- Given exercise 1
Report every line of the listing below that contains the string "wooden", matching case exactly.

- Excerpt to read
%%

Can You Backwash a Cartridge Pool Filter? What to Do Instead
Cartridge filters cannot be backwashed. This guide explains why, what backwashing does to a cartridge, and the correct 3-step cleaning procedure that replaces it.
The Short Answer
No - cartridge filters cannot be backwashed. There is no backwash valve on a cartridge filter, no backwash port, and no backwash setting. The cleaning procedure for a cartridge filter is completely different from the backwash process used on sand and DE filters.
This is one of the most common points of confusion for pool owners switching from a sand or DE filter to a cartridge system. Sand and DE filters have a multiport valve with 6-8 positions including BACKWASH. Cartridge filters use a simple 2-way valve - on or off. The concept of backwashing simply does not apply.
The confusion also arises because pool care advice is often written generically. Instructions that say “backwash your filter when pressure rises” are correct for sand and DE filters but completely wrong for cartridge filters. If you have a cartridge filter, ignore every piece of advice about backwashing - the process your filter needs is different from the ground up.
Why Cartridge Filters Cannot Be Backwashed
Understanding why helps you maintain the filter correctly and spot bad advice before it costs you a cartridge element.
Sand filters work by reversal. When you backwash a sand filter, you reverse the water flow through the filter tank. Water enters from the bottom, flows upward through the sand bed, and carries loosely-held debris out through the waste port. Sand grains are dense and heavy - they tumble, clean, and resettle when the flow is reversed. Backwashing works because sand’s filtration mechanism is loose physical trapping between grains.
Cartridge filters work by mechanical interception in fabric. The polyester pleated element traps particles in two ways - particles larger than the pore openings (10-15 microns) are physically blocked on the fabric surface, and smaller particles get trapped in the depth of the fiber structure by adhesion. The pleated element is not a loose bed like sand - it is a rigid, bonded fabric structure.
Reversed flow does not clean cartridge fabric. Reversing water flow through a cartridge element does not dislodge particles trapped in and on the fabric. The adhesion forces holding fine particles in the fiber are not overcome by a water current running the wrong direction. What reversal does do is stress the pleats in the wrong direction, potentially collapsing the pleat structure or damaging the bond between the polyester fabric and the support mesh.

%%

- Dataset content
%%

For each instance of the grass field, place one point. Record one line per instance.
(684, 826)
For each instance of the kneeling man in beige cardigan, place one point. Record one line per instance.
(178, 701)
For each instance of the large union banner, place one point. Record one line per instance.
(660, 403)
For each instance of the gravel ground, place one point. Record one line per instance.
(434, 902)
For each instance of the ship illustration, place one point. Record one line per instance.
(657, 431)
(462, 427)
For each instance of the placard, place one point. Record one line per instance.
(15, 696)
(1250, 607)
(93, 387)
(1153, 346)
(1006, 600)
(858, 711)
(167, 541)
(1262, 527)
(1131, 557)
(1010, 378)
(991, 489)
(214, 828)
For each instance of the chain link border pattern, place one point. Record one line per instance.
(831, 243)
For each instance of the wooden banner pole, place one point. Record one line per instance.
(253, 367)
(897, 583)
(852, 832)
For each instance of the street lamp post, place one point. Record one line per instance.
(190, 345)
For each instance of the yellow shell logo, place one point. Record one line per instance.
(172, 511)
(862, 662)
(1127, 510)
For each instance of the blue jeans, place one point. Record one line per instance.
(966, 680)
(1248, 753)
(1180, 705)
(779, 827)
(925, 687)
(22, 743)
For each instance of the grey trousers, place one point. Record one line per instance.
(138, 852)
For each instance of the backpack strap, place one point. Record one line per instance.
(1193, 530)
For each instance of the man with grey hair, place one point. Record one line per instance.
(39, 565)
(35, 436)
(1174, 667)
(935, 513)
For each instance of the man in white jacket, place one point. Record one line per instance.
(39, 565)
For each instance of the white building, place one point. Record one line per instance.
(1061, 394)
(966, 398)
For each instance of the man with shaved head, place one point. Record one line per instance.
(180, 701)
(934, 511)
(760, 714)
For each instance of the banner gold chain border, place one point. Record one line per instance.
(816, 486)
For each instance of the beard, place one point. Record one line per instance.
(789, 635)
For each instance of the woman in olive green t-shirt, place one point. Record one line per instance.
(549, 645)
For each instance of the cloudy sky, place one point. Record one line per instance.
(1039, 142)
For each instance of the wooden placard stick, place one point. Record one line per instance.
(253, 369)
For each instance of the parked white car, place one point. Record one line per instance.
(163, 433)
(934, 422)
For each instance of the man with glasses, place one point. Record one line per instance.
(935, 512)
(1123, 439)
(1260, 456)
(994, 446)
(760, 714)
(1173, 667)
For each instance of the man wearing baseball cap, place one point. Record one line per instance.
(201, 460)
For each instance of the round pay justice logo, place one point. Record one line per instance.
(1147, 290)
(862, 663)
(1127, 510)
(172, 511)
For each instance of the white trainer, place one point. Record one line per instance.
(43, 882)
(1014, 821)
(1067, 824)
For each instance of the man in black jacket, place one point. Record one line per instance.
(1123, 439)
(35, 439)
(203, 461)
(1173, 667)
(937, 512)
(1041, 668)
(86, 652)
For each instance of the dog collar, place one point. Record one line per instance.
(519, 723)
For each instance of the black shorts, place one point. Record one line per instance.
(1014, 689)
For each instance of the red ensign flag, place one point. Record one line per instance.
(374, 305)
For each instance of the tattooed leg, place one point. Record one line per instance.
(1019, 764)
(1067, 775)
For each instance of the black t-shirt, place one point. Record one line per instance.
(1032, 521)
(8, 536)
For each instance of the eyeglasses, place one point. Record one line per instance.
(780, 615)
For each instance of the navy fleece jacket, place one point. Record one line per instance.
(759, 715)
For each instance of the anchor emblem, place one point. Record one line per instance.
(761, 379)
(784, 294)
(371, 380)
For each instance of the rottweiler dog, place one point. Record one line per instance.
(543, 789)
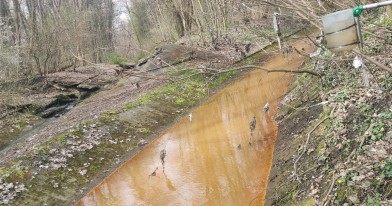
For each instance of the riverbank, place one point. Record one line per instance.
(62, 160)
(334, 143)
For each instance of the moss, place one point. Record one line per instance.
(321, 147)
(144, 130)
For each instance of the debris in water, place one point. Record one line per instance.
(266, 107)
(252, 127)
(162, 156)
(154, 173)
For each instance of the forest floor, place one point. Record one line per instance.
(110, 114)
(333, 146)
(334, 143)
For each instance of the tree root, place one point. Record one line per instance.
(307, 142)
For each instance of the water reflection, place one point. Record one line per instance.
(211, 159)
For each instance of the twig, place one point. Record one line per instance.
(373, 61)
(325, 202)
(149, 77)
(83, 59)
(365, 135)
(307, 141)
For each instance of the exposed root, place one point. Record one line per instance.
(306, 144)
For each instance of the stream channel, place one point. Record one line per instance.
(213, 157)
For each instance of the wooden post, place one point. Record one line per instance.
(276, 24)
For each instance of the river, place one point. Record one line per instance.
(218, 156)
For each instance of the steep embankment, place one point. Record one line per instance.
(335, 142)
(56, 163)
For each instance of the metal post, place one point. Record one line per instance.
(276, 24)
(359, 32)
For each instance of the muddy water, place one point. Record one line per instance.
(212, 158)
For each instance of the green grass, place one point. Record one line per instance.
(114, 58)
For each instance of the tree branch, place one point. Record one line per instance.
(273, 70)
(373, 61)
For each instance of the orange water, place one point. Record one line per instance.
(204, 164)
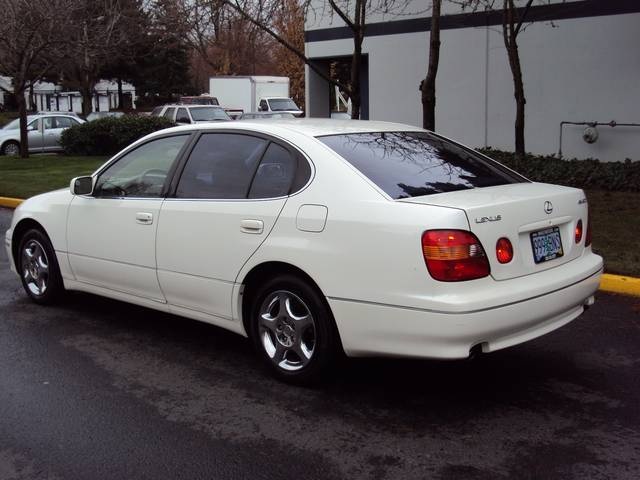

%%

- Given exercise 2
According to the pool filter guide above, what things does a cartridge filter not have?

- Full response 1
For each instance of the wooden banner pole, place one point. Record one line per instance.
For each instance of the wooden placard stick, place one point. Record one line per instance.
For each instance of the wooden post, place one point. Record one line per instance.

- Full response 2
A backwash valve, a backwash port and a backwash setting.